Data records:

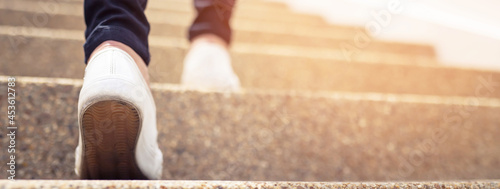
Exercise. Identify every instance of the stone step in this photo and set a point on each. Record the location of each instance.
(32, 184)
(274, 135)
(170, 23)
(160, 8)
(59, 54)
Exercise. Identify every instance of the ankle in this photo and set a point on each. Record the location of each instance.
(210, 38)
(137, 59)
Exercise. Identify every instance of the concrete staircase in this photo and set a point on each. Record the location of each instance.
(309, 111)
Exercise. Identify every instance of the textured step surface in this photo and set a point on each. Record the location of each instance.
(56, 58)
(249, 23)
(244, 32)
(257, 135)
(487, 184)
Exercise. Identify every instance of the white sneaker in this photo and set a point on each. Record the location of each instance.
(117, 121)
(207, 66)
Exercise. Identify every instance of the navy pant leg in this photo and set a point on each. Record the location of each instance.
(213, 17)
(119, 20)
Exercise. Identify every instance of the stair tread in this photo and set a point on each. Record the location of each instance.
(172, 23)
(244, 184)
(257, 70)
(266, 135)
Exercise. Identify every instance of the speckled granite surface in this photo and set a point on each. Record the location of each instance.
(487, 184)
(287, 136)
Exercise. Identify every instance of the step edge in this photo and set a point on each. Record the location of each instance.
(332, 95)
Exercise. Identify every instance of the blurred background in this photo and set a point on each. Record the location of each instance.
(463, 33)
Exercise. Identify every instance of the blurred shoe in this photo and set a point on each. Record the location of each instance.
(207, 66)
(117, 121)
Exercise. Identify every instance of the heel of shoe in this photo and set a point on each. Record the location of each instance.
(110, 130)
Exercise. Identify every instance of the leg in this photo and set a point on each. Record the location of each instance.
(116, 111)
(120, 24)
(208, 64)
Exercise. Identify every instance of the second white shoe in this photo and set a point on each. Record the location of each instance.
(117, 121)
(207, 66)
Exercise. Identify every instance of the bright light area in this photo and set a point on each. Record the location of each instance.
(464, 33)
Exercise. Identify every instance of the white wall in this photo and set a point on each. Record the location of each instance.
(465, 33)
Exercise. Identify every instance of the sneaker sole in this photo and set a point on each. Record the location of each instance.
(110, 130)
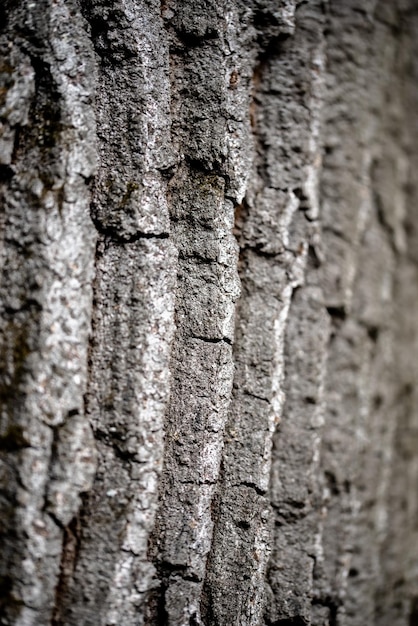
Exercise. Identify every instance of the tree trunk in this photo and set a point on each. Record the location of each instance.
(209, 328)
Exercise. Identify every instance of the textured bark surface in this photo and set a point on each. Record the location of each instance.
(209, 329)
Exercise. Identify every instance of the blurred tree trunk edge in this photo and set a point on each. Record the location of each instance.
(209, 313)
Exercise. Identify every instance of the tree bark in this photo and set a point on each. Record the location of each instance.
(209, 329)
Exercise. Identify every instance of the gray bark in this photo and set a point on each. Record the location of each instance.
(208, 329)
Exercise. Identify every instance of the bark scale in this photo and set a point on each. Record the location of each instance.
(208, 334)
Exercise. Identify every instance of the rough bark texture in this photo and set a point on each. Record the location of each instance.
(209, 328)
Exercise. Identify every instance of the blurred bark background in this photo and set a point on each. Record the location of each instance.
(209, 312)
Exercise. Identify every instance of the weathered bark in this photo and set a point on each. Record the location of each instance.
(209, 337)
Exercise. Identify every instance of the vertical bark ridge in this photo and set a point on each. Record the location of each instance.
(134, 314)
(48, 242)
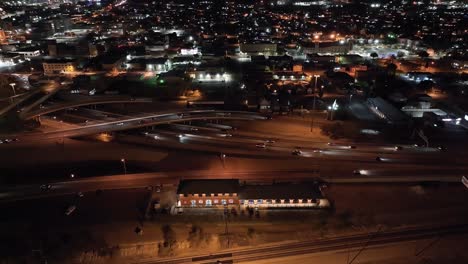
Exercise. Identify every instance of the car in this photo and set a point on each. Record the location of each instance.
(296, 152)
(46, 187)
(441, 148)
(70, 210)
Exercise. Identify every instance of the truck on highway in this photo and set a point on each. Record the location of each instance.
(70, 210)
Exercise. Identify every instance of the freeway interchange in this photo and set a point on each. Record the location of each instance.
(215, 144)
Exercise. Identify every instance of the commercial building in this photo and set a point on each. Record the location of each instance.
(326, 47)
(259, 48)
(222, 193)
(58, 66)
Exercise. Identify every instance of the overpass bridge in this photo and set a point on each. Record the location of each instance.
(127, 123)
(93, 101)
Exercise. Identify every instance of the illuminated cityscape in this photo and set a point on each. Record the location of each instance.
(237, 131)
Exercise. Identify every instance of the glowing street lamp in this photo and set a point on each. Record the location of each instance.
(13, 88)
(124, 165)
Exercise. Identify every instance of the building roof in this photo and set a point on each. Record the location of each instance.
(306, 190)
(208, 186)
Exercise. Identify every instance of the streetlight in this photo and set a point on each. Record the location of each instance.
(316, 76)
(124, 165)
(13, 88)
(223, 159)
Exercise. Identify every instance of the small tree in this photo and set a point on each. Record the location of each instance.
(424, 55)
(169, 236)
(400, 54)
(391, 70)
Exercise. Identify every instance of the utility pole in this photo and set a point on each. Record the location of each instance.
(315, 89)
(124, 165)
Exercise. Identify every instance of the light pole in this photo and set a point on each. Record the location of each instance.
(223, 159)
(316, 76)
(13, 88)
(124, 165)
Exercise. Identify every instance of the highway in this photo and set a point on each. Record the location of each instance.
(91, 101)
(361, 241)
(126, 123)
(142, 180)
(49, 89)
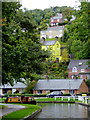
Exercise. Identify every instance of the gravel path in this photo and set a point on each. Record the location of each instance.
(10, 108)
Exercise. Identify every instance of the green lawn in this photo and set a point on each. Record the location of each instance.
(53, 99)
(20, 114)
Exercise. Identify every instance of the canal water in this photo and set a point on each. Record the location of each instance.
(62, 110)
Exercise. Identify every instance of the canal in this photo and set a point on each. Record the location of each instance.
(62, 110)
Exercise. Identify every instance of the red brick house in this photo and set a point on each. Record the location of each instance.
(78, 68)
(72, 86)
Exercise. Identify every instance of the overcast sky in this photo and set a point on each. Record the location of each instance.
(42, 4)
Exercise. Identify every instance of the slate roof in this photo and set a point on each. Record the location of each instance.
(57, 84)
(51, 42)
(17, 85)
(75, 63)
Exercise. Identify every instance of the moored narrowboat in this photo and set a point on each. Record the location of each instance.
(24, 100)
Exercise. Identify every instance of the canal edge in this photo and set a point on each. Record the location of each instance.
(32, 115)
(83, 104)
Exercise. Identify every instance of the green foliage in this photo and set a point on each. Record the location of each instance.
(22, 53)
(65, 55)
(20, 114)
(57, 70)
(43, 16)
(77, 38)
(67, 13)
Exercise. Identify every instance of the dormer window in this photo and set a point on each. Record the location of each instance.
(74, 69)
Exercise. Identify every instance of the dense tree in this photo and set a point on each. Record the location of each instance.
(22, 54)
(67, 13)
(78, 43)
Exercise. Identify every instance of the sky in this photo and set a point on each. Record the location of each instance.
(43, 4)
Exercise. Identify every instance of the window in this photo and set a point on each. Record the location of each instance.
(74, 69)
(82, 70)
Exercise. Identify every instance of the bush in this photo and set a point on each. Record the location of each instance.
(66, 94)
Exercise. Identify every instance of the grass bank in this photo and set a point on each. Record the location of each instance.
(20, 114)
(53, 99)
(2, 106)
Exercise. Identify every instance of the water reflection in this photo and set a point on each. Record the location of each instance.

Exercise brief: From the entries above, output every line exactly and omit any image.

Task result:
Exercise. Identify every instance of the stone step in this photo and set a point on each. Record the location of each instance.
(32, 184)
(274, 135)
(170, 23)
(160, 8)
(59, 54)
Exercise. Identify every instance of the ankle in this photo and set a point on each. Record the location of each instance.
(210, 38)
(137, 59)
Exercise. Identify every instance of the concrete staircase in this photo and set a point on each. Record the location of each instance.
(309, 111)
Exercise. Identify every instance of the textured step surface in this photo and set a point on each. Record the location of each instance.
(56, 58)
(249, 23)
(244, 32)
(257, 135)
(487, 184)
Exercise. Identify every instance of the white sneaker in this photo and set a point on each. Record the location of each instance.
(117, 121)
(207, 66)
Exercise. Identify every instance of the navy pant leg in this photo and set a point on each. Record the location of each instance.
(213, 17)
(119, 20)
Exercise. Identify every instance of the stair tread in this photo and set a point on each. Record the location of each instance.
(172, 23)
(244, 184)
(257, 70)
(266, 135)
Exercise. Identify every instance of the speckled granite surface in this photo and set a point on each. Record the location of each instance.
(487, 184)
(287, 136)
Exercise. Identify every instance of the step edge in this photo and set a point on each. Record the location of each instance.
(332, 95)
Exercise. Identify every instance of the blurred background in this photo and set a point on each. Record the location of each instance.
(463, 33)
Exercise. Identify every instance of the blurred shoe in this photo and set a point on each. Record the location of each instance.
(207, 66)
(117, 121)
Exercise. Identify every instance of the heel of shoe in this photo and set a point on each. Record the location of each instance.
(110, 130)
Exercise. Identify every instance of the leg in this photo and set a point on each. Record the location of each instance.
(116, 111)
(120, 24)
(208, 64)
Exercise. Identify every instance of the second white shoe in this photo and set a point on each. Record the location of each instance.
(117, 121)
(207, 66)
Exercise. Identify every instance of the bright light area in this photo and set a point on each. Record the location of each instance.
(464, 33)
Exercise. Identify every instance of the white wall in this photo and set a point on each. Record the location of each instance.
(465, 33)
Exercise. Identify every instance of the sneaker sole in this photo and set a point on each. Record the location of each instance.
(110, 130)
Exercise. Identify every instance of the tree trunk in this photo and set a point on each. Record the location of each instance.
(209, 328)
Exercise. Identify every instance of the textured bark surface in this photo and set a point on each. Record the location of each instance.
(209, 329)
Exercise. Identify every instance of the blurred tree trunk edge in this photo and set a point on each. Record the location of each instance.
(209, 313)
Exercise. Identify every instance of the tree bark in this photo and set a point on each. Record the location of each instance.
(209, 329)
Exercise. Identify every instance of the gray bark in this photo and set a point on each. Record the location of each instance.
(208, 329)
Exercise. Identify every instance of the bark scale in this photo and set a point on each. Record the location of each instance.
(208, 334)
Exercise. Identify every instance of the rough bark texture in this photo and set a point on each. Record the location of each instance.
(209, 328)
Exercise. Identify every instance of the blurred bark background in this photo and set a point on each. Record the location of each instance.
(209, 312)
Exercise. Identify every instance of the weathered bark in this photo and set a point on each. Record the location of each instance.
(209, 337)
Exercise. Identify every instance of the vertical bark ridge in this photo and set a point on each. Record the location of each instance.
(134, 314)
(48, 242)
Exercise. Identify every instance of the car in this photo and set a point on each. Record the location of each instance.
(296, 152)
(46, 187)
(441, 148)
(70, 210)
Exercise. Identify every instance of the truck on highway in this photo and set a point on each. Record the location of each instance.
(70, 210)
Exercise. Identify every instance of the freeway interchange in this photo and set a point on each. Record the location of each instance.
(215, 144)
Exercise. Identify every instance of the commercial building in this photo and set a point on each. Record the location of each instance.
(326, 47)
(259, 48)
(222, 193)
(58, 66)
Exercise. Identify every instance of the overpass bridge in this photo and set a point on each. Record the location of each instance.
(127, 123)
(93, 101)
Exercise. Identify every instance of the illuminated cityscape in this photo and set a point on each. Record the location of each instance.
(237, 131)
Exercise. Identify every instance of the glowing street lamp in this photo and set a point on each. Record the location of each instance.
(13, 88)
(124, 165)
Exercise. Identify every instance of the building roof in this photo and set a point on each. Record the location of each instance.
(306, 190)
(208, 186)
Exercise. Identify every instance of the streetlight in this photo and set a point on each. Record the location of each instance.
(316, 76)
(124, 165)
(13, 88)
(223, 159)
Exercise. Identify every instance of the small tree in this photo and set a point on each. Record the location of each instance.
(424, 55)
(169, 236)
(400, 54)
(391, 70)
Exercise. Identify every instance of the utility pole in this photo and set a point on each. Record the location of each instance.
(315, 89)
(124, 165)
Exercise. Identify every instance of the light pole in this photo and set a point on each. Record the location of each instance.
(223, 159)
(316, 76)
(13, 88)
(124, 165)
Exercise. Identify every instance of the highway in this photo and set a point on each. Record the location of each instance.
(91, 101)
(361, 241)
(126, 123)
(142, 180)
(49, 89)
Exercise. Identify every instance of the gravel path in this photo and set a point on each. Record the location of each instance.
(10, 108)
Exercise. Identify every instance of the green lawn in this photo and set a point on each. Record the location of each instance.
(53, 99)
(20, 114)
Exercise. Identify every instance of the canal water in this photo and set a point on each. Record the location of each instance.
(62, 110)
Exercise. Identify every instance of the canal in this photo and set a point on each. Record the location of each instance.
(62, 110)
Exercise. Identify every instance of the red brick house in this photo and set a point on each. Record the location of each instance.
(78, 68)
(72, 86)
Exercise. Identify every instance of the overcast sky in this photo and set a point on each. Record the location of each instance.
(42, 4)
Exercise. Identify every instance of the slate roof in this photo and set a point on each. Record the location of each instance.
(57, 84)
(51, 42)
(17, 85)
(75, 63)
Exercise. Identify every instance of the moored narrowboat in this photo and set a point on each. Record the location of each instance.
(24, 100)
Exercise. Identify every instance of the canal edge in this photo and set a point on each. Record the location of each instance.
(32, 115)
(83, 104)
Exercise. Identify every instance of the green foliage in this photo and set a point on each. Record the location of each instance.
(22, 53)
(65, 55)
(20, 114)
(57, 70)
(43, 16)
(77, 38)
(67, 13)
Exercise. Identify every instance of the dormer window in this photo and set a point on each. Record the location of each instance.
(74, 69)
Exercise. Identify every instance of the dense tree in this photo and set a point on each. Record the location of each instance.
(22, 54)
(67, 13)
(78, 43)
Exercise. Identify every instance of the sky in this photo and set a point on each. Record the location of each instance.
(43, 4)
Exercise. Identify every instance of the window in this photo and set a point on each. Record the location of each instance.
(74, 69)
(82, 70)
Exercise. Identify every instance of the bush in this photo and set a point on each. Record the location of each instance.
(66, 94)
Exercise. Identify every instance of the grass bank in this photo and set a point on each. Record the location of each instance.
(20, 114)
(53, 99)
(2, 106)
Exercise. Identify every instance of the water reflection in this photo and set a point on each. Record the location of each instance.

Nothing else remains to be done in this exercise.